Aim 1>
Using the book review below, answer each question:
(a) How many pages does the Kindle Edition have?
(b) Which publisher formerly published the print edition?
(c) According to the reviewer, what is the book actually, instead of what its title suggests?
Aim 2>
Return word for word the part of the book review below starting at "Book Synopsis: Are" and ending at "any Roman Catholics.".

Quoted passage>
-=-=-=-=-

Monday, April 4, 2016

Book Review: Understanding Roman Catholicism, by Rick Jones

Understanding Roman Catholicism: 37 Roman Catholic Doctrines Explained
Rick Jones
Kindle Edition, 224 pages
Rick Jones (Print Edition formerly published by Chick Publications, October 1, 1995), November 18, 2013
Christianity, Nonfiction, Religion, Theology

Book Synopsis: Are Roman Catholics REALLY Christians? This eye-opening book examines 37 main Catholic doctrines, quoting from the official Catholic Catechism, then compares each doctrine with the Word of God. Written in a loving style, yet without compromising, this book clearly shows the eternal destiny of those who follow the pope of Rome. If you want to talk intelligently with Catholics about their salvation, you first must know what they believe. If you are like most Christians you will be shocked when you learn what Catholicism really teaches. Must reading for every Christian who knows or talks with any Roman Catholics.

My Review

The title of this book is rather misleading, unless one reads the synopsis. The title leads the reader to believe that it's a concise, clear explanation of Catholicism for non-Catholics, or for those Catholics who would like to refresh their knowledge of Catholic doctrine. This is not the intent of the book, though. Instead, it's an exposition of Catholic doctrines that are in direct contradiction to Bible teachings.

-=-=-=-=-

Records>
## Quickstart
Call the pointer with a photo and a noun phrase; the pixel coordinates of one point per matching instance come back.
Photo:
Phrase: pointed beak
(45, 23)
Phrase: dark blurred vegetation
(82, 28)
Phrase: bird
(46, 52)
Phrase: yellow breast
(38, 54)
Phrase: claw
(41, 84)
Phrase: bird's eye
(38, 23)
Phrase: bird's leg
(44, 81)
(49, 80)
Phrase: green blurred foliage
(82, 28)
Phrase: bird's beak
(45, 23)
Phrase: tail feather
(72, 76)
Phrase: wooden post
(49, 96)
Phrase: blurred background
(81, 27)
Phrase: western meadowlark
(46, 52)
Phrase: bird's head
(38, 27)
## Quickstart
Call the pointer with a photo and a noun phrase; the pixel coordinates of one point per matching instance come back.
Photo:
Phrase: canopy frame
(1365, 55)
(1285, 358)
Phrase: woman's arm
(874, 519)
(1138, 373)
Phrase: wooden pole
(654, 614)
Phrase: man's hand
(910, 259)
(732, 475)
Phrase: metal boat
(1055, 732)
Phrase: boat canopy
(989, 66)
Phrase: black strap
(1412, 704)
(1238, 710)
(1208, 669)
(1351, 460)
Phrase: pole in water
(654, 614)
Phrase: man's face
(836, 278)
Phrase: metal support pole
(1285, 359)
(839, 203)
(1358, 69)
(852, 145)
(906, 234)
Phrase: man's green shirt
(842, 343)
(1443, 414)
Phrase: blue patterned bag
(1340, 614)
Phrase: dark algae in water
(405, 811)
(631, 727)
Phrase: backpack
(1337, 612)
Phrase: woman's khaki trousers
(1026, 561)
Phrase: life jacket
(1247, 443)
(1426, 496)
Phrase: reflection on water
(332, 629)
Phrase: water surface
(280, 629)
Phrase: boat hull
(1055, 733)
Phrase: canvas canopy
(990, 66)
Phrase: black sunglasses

-=-=-=-=-

Answer 1>
(a) 224 pages.
(b) Chick Publications.
(c) An exposition of Catholic doctrines that are in direct contradiction to Bible teachings.

Answer 2>
Book Synopsis: Are Roman Catholics REALLY Christians? This eye-opening book examines 37 main Catholic doctrines, quoting from the official Catholic Catechism, then compares each doctrine with the Word of God. Written in a loving style, yet without compromising, this book clearly shows the eternal destiny of those who follow the pope of Rome. If you want to talk intelligently with Catholics about their salvation, you first must know what they believe. If you are like most Christians you will be shocked when you learn what Catholicism really teaches. Must reading for every Christian who knows or talks with any Roman Catholics.